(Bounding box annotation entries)

╔══

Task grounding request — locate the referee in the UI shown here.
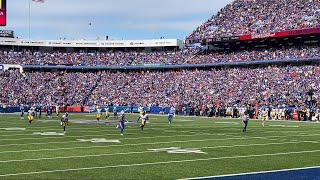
[242,112,249,132]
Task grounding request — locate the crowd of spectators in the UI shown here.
[88,66,320,109]
[0,66,320,107]
[0,45,320,66]
[0,48,199,66]
[0,70,99,106]
[186,0,320,39]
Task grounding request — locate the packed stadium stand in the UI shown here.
[0,0,320,115]
[187,0,320,39]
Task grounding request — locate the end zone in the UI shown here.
[180,166,320,180]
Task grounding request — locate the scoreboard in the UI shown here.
[0,0,7,26]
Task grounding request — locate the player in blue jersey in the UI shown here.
[137,112,149,132]
[20,104,24,119]
[168,106,176,125]
[117,111,126,136]
[113,107,118,120]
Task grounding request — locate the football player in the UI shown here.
[137,112,149,132]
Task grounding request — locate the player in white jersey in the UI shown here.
[56,105,60,117]
[137,112,149,132]
[261,108,268,126]
[20,104,24,119]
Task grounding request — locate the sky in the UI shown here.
[0,0,232,40]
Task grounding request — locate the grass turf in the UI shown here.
[0,114,320,179]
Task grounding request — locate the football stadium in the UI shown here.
[0,0,320,180]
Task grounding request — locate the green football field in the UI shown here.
[0,114,320,179]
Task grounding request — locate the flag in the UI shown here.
[32,0,44,3]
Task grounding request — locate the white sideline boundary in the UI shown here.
[0,150,320,177]
[0,141,313,163]
[0,131,320,150]
[177,166,320,180]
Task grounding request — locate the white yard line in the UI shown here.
[0,137,261,154]
[0,134,320,154]
[0,150,320,177]
[0,141,313,163]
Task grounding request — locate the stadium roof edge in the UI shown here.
[0,38,184,48]
[16,57,320,70]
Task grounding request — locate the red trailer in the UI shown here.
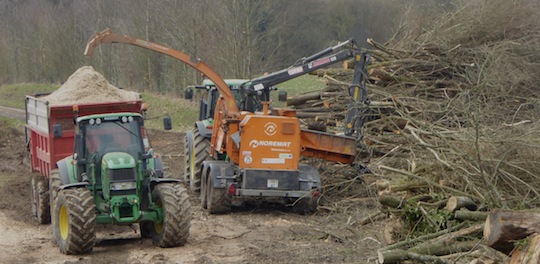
[26,96,142,223]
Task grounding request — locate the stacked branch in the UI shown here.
[304,0,540,263]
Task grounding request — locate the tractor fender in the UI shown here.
[56,158,73,185]
[150,178,182,190]
[298,164,321,191]
[195,121,212,139]
[202,160,236,189]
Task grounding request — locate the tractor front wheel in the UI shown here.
[148,183,191,247]
[53,188,96,254]
[184,128,210,192]
[31,176,51,224]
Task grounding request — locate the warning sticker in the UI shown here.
[279,153,292,159]
[262,158,285,164]
[266,179,279,188]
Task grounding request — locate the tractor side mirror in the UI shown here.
[278,91,287,102]
[184,87,193,100]
[53,124,64,138]
[163,116,172,130]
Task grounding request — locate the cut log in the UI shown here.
[379,194,408,209]
[444,196,478,213]
[454,209,489,221]
[383,218,405,245]
[378,249,451,264]
[378,240,480,264]
[484,209,540,253]
[510,234,540,264]
[358,211,386,226]
[287,91,340,106]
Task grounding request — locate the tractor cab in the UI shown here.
[74,113,152,223]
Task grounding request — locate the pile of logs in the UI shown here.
[372,180,540,263]
[287,38,540,263]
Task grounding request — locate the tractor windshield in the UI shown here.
[83,116,144,160]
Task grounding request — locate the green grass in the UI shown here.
[142,93,199,131]
[0,83,60,109]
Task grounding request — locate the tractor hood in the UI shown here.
[101,152,136,169]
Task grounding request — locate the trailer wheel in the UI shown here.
[206,175,231,214]
[292,196,319,215]
[53,188,96,254]
[184,128,210,191]
[31,176,51,224]
[148,183,191,247]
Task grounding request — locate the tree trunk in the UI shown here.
[444,196,477,213]
[510,234,540,264]
[454,210,489,221]
[484,209,540,253]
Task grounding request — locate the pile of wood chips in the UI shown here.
[42,66,140,105]
[287,35,540,263]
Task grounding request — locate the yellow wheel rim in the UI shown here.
[154,224,163,234]
[58,205,69,240]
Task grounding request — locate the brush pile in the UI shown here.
[290,0,540,263]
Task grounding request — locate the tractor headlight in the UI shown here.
[111,182,137,191]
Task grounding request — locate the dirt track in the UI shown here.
[0,110,382,263]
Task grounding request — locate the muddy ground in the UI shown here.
[0,120,382,263]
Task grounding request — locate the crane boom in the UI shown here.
[84,29,238,116]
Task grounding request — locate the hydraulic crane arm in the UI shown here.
[245,39,359,101]
[84,29,238,116]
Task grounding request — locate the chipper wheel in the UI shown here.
[31,176,51,224]
[292,196,318,215]
[140,183,191,247]
[184,128,210,192]
[53,188,96,254]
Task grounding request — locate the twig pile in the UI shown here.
[294,0,540,263]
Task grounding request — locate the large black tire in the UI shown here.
[206,173,232,214]
[147,183,191,248]
[292,196,319,215]
[53,188,96,254]
[184,128,210,192]
[30,176,51,224]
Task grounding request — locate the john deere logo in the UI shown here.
[264,122,277,136]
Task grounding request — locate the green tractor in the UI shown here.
[49,113,191,254]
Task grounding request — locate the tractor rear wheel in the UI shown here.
[31,176,51,224]
[206,175,231,214]
[53,188,96,254]
[148,183,191,247]
[184,128,210,192]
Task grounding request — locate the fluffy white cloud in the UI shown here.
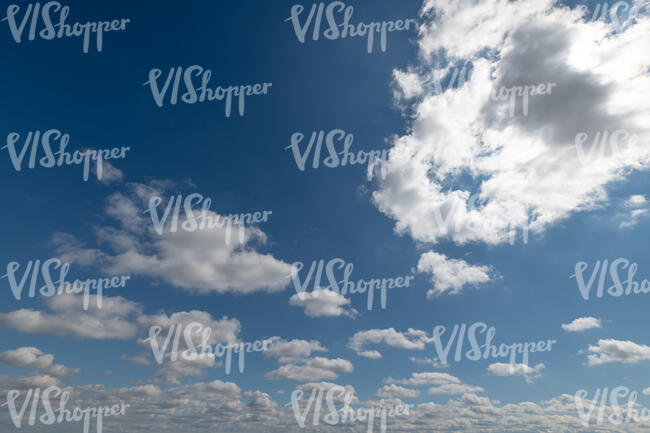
[384,372,485,397]
[373,0,650,250]
[625,194,646,207]
[265,357,354,382]
[418,251,490,298]
[53,182,292,294]
[619,194,648,229]
[384,372,462,386]
[289,289,358,318]
[348,328,431,359]
[562,317,601,332]
[377,384,420,398]
[0,347,81,377]
[488,362,544,381]
[0,294,141,339]
[296,382,360,404]
[587,339,650,366]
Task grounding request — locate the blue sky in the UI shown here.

╚══

= Set exercise =
Rescale the part of the listing above that opens with its first line and closes with the line containing "[32,0,44,3]", both included. Rewrite every line, requests included, and multiply each bounding box coordinate by 1.6, rounding to whole numbers with halves going up. Leave the pictures out.

= Finished exercise =
Task grounding request — locate the referee in the UI shown here.
[387,179,398,211]
Task grounding request — locate the crowd of spectators in the UI shown here.
[141,106,512,174]
[0,106,512,171]
[0,72,512,106]
[0,77,318,106]
[0,112,158,170]
[298,0,512,62]
Task grounding request — locate the packed stadium stand in the UI shown here.
[0,0,512,184]
[299,0,512,62]
Task grounding request — locate the end zone in the UI shown here.
[288,266,512,288]
Task grounding request — locate the scoreboard in the UI shown here.
[0,0,11,42]
Task grounding request — locate the player in blue jersey in the UI shown here.
[219,179,238,211]
[32,166,38,190]
[269,170,282,200]
[187,178,202,218]
[181,171,189,192]
Task grounding request — locate the football player in the UI shown here.
[219,179,238,211]
Task grounding request — locate the player in white jersey in the UI shown here.
[90,168,96,187]
[219,179,238,211]
[418,173,429,202]
[32,166,38,190]
Task grounding request — locate the sky in the UI shown here.
[0,0,371,64]
Task grounding request — locate the grass turf in the UI shown here.
[0,182,512,286]
Task grounding request — locate the football stadium in the UI shown here.
[0,0,512,288]
Task grounding request — locate the green football field in the UI shown here.
[0,182,512,286]
Task grounding request — locate the flag in the UI shown here.
[51,0,70,5]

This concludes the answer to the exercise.